▶ Required work
Extract the records in full, leaving every picture out.

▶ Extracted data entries
-.-.-

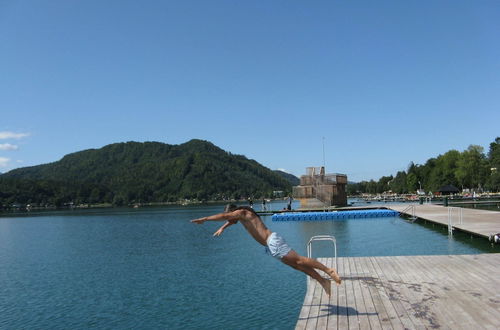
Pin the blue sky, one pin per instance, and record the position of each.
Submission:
(382, 83)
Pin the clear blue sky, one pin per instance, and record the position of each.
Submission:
(383, 82)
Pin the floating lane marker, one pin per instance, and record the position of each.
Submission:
(339, 215)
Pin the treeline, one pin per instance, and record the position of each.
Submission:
(133, 172)
(470, 169)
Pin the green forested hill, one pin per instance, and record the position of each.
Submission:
(134, 172)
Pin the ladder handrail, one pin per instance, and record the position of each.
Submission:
(412, 208)
(323, 238)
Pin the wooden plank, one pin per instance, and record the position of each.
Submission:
(458, 285)
(372, 282)
(359, 303)
(332, 320)
(306, 307)
(378, 287)
(436, 305)
(343, 321)
(371, 312)
(401, 291)
(324, 309)
(414, 292)
(351, 310)
(315, 303)
(422, 299)
(393, 295)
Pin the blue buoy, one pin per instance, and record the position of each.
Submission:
(338, 215)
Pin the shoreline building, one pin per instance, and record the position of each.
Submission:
(318, 189)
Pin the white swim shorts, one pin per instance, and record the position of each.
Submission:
(277, 246)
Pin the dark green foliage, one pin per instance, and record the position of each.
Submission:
(133, 172)
(470, 169)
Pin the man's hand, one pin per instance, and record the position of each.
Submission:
(199, 220)
(219, 231)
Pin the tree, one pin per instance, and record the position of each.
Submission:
(471, 170)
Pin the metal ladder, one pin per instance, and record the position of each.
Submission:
(323, 238)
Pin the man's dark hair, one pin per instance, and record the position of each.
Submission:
(230, 208)
(233, 207)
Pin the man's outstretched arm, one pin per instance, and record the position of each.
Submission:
(224, 226)
(230, 216)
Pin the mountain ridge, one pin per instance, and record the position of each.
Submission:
(142, 172)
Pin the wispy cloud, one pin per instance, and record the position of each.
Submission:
(8, 146)
(11, 135)
(4, 162)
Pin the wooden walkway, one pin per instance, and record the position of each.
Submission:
(410, 292)
(479, 222)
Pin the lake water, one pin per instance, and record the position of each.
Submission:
(150, 268)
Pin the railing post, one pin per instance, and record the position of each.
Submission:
(450, 224)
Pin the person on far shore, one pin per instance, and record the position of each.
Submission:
(275, 245)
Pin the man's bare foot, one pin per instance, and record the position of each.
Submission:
(333, 274)
(326, 284)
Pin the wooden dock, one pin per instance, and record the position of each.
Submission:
(410, 292)
(479, 222)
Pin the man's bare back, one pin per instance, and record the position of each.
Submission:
(248, 218)
(258, 230)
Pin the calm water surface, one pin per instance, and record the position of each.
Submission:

-.-.-

▶ Solution to the problem
Pin the blue sky, one pin per instance, and record the position of each.
Submission:
(382, 83)
Pin the clear blue sky, one pin per instance, and record the position of each.
Submission:
(383, 82)
Pin the floating lane marker, one pin per instance, and record the position of each.
Submission:
(339, 215)
Pin the treeline, one pin per instance, and record the position of each.
Submission:
(133, 172)
(470, 169)
Pin the green forested hill, one pin per instance, and record the position of each.
Submission:
(134, 172)
Pin the ladder handrail, one pin per instance, and record the position of each.
Submission:
(412, 208)
(323, 238)
Pin the wooden plank, one pin per instance, and record the position of each.
Submission:
(458, 285)
(372, 282)
(359, 303)
(332, 320)
(306, 307)
(378, 287)
(436, 305)
(343, 321)
(371, 312)
(401, 291)
(324, 309)
(414, 292)
(351, 310)
(315, 303)
(422, 299)
(393, 295)
Pin the blue buoy, one pin per instance, and record the position of each.
Submission:
(338, 215)
Pin the shoreline building, one pin per instance, and record the position of each.
Submission:
(318, 189)
Pin the white swim shorts, one pin per instance, and record the position of each.
Submission:
(277, 246)
Pin the dark green foliage, one pin per instance, and record the position of each.
Submission:
(133, 172)
(470, 169)
Pin the man's hand, one pin per instance, and record the position of each.
Submission:
(199, 220)
(219, 231)
Pin the tree, one pin per instance, and record the position of each.
Submission:
(471, 170)
Pin the metal ladder, one pin per instance, and record the position of each.
Submission:
(323, 238)
Pin the man's dark hair, one pin per instance, and record the position of each.
Submission:
(230, 208)
(233, 207)
Pin the man's outstretched arm, one pin per instance, and record the position of each.
Submission:
(224, 226)
(230, 216)
Pin the mountain ridge, one pin per instance, and record the position of each.
Submission:
(142, 172)
Pin the wispy cloud, one pin per instance, and record the position of each.
Submission:
(8, 146)
(11, 135)
(4, 162)
Pin the wooden walkway, one pin per instance, and record the position of each.
Submission:
(410, 292)
(479, 222)
Pin the lake water, one pin per instance, and record the position of each.
Submission:
(150, 268)
Pin the railing post, one pin per instance, and record the position of each.
Submission:
(450, 224)
Pin the person on far shore, one pin per instance, and record the position of each.
Submission:
(275, 245)
Pin the man's bare foot, one pin per instance, and record the position of each.
Submission:
(333, 274)
(326, 284)
Pin the wooden dock, one pin per instance, and record the position of each.
Submission:
(410, 292)
(479, 222)
Pin the man's bare back, one pin per instance, and record the position of each.
Submission:
(248, 218)
(258, 230)
Pin the calm water surface, one pin per instance, and record the position of each.
Submission:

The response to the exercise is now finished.